WHAT YOU NEED TO DO
Which lines run from the one containing "Q: Spot the cobblestone" to the end of the entries? Quote them exactly, and nothing else.

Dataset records
▼
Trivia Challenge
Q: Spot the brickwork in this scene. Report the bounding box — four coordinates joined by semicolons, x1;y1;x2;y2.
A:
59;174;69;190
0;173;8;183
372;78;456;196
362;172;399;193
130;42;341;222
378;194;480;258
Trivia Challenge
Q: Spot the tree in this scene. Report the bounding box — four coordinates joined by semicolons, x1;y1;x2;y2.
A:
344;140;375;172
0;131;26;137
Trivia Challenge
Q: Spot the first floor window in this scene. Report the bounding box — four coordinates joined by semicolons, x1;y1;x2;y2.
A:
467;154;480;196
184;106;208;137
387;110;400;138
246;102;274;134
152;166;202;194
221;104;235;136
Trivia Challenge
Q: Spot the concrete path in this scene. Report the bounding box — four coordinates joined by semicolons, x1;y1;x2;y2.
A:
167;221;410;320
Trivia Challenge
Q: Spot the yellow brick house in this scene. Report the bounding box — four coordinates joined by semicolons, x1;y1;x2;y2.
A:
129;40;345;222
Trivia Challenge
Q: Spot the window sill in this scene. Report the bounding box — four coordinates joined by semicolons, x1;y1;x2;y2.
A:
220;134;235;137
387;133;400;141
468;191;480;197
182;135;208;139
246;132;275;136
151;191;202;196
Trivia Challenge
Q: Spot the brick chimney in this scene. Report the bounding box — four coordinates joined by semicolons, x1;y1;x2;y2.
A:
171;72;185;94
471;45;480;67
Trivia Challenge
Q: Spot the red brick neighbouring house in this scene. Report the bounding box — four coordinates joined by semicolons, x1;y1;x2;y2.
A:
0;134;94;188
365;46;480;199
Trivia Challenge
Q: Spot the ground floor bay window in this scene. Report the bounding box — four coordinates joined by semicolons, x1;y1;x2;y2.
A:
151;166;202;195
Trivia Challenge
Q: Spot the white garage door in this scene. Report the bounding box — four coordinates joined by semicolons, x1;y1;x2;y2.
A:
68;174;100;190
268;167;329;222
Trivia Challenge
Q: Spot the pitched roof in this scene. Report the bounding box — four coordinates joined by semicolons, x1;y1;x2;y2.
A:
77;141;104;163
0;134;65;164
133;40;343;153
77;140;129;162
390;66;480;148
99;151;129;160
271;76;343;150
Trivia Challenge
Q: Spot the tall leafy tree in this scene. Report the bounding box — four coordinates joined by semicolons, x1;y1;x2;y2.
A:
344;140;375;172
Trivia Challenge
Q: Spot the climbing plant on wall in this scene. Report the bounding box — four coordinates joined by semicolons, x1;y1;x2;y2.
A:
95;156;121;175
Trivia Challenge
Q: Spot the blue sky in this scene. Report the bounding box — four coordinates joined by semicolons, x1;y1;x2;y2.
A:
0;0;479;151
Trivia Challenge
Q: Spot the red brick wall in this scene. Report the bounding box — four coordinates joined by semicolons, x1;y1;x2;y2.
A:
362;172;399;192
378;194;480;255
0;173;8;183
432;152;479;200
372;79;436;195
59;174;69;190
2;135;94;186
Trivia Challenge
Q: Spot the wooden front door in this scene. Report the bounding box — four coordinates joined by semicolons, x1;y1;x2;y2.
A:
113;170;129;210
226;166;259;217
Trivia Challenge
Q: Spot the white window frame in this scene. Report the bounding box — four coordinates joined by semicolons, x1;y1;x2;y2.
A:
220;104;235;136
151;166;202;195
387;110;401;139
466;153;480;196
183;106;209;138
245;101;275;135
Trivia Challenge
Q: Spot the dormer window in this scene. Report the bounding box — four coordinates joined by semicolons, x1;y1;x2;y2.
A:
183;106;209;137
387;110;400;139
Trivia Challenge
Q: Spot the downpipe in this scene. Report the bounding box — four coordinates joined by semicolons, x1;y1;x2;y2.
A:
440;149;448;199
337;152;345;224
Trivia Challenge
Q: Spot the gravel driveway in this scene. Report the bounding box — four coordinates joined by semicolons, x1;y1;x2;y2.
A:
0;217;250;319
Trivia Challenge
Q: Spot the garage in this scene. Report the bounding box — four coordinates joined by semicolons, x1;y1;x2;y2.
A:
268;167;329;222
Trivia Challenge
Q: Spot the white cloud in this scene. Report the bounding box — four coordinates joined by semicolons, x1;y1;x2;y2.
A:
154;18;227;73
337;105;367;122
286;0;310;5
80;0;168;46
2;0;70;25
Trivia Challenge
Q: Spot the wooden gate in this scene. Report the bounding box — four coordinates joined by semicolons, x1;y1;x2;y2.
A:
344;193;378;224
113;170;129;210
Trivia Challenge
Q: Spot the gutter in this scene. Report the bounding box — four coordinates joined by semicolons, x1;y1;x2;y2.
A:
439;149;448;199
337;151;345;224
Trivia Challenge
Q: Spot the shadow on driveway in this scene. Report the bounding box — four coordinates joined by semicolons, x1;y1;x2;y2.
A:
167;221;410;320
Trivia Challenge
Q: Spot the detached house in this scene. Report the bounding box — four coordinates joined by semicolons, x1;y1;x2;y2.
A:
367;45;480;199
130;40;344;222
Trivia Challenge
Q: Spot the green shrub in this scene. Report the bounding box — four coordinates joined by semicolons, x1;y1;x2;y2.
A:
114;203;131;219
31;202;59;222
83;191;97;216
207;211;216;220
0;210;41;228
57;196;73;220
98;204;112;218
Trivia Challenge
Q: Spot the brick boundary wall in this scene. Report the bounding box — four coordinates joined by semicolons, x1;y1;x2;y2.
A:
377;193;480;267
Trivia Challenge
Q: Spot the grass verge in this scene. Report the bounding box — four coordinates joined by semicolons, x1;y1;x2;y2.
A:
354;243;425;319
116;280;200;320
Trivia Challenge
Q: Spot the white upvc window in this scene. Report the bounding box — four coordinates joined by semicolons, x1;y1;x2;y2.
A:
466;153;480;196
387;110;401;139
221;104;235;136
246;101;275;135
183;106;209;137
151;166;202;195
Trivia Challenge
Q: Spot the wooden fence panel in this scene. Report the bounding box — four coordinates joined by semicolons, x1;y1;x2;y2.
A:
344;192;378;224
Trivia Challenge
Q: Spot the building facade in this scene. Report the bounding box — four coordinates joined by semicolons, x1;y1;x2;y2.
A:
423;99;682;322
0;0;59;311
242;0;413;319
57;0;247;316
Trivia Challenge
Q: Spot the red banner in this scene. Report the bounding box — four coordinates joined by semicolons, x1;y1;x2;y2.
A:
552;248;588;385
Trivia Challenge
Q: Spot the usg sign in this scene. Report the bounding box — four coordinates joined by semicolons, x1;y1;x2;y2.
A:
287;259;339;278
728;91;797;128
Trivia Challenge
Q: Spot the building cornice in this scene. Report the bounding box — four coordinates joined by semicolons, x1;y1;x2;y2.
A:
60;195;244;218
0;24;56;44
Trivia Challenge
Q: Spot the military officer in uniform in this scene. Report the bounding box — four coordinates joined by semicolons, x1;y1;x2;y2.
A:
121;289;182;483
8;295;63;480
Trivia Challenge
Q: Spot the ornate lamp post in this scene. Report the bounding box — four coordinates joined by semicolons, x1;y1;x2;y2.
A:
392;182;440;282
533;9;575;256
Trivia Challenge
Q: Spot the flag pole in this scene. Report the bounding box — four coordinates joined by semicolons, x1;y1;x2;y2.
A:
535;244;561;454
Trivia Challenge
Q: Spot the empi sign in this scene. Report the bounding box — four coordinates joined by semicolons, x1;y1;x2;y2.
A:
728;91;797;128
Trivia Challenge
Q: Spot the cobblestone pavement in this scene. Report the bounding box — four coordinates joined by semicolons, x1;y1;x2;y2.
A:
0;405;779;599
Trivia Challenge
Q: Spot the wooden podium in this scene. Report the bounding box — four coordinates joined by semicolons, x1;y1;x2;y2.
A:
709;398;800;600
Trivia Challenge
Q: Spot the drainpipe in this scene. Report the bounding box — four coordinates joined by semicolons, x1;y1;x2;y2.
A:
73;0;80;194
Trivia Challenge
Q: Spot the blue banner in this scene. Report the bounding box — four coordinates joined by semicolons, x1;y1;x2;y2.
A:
▲
REPLY
Q: Spot the cobblestone pavement in this scene. Report the bounding box — four coordinates joined by semicolons, x1;y1;x2;y2.
A:
0;405;779;599
Trivia Challenge
Q: Spot the wooden podium in this scene. Report the bounding box — four coordinates joined by semicolons, x1;y1;x2;y2.
A:
709;398;800;600
Trivia Challenge
Q: Spot the drainpipe in this scene. Report the bounding box — four coordinates joined by semicolons, x1;y1;x2;y2.
A:
73;0;80;194
Trivia Challenge
Q: Spot the blue banner in this scene. Report the bounding box — four coordinates joined by semicolons, x1;y1;x2;y2.
A:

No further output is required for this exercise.